## [Your goal]
The response must consist of the lines below from the one with "the mountain =>" through the one with "the turquoise water", exactly as they appear and with both ends kept.

(Saved data entries)
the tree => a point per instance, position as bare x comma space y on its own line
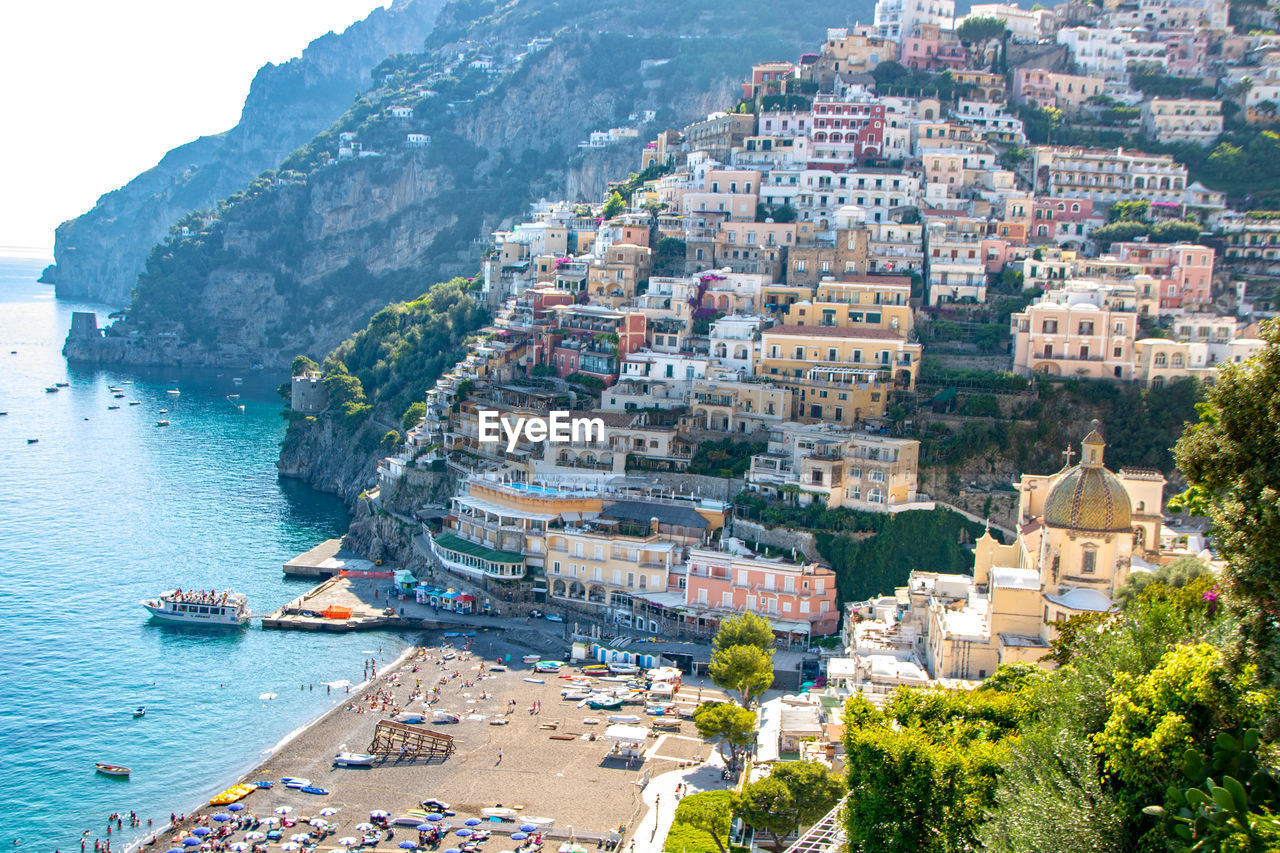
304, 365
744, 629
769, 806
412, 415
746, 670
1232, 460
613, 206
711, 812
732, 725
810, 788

--

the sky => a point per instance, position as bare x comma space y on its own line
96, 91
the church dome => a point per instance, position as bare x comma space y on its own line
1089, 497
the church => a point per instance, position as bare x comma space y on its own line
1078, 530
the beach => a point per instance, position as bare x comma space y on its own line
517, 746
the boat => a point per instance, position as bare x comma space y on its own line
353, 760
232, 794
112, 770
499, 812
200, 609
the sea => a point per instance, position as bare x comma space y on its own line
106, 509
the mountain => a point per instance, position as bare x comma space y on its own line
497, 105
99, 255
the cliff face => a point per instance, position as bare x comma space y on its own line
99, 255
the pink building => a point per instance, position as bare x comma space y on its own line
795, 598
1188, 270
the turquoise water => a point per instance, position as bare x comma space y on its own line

## [Answer box]
the mountain => a point per instance, position as bare x comma space y on its own line
497, 105
99, 255
the cliff face => a point per instance, position as bare x comma space y on its own line
99, 255
the pink building => a point per instance, position as bare x comma space y on its own line
795, 598
1188, 270
the turquoise water => a point per instance, position as bare x comma space y on its own line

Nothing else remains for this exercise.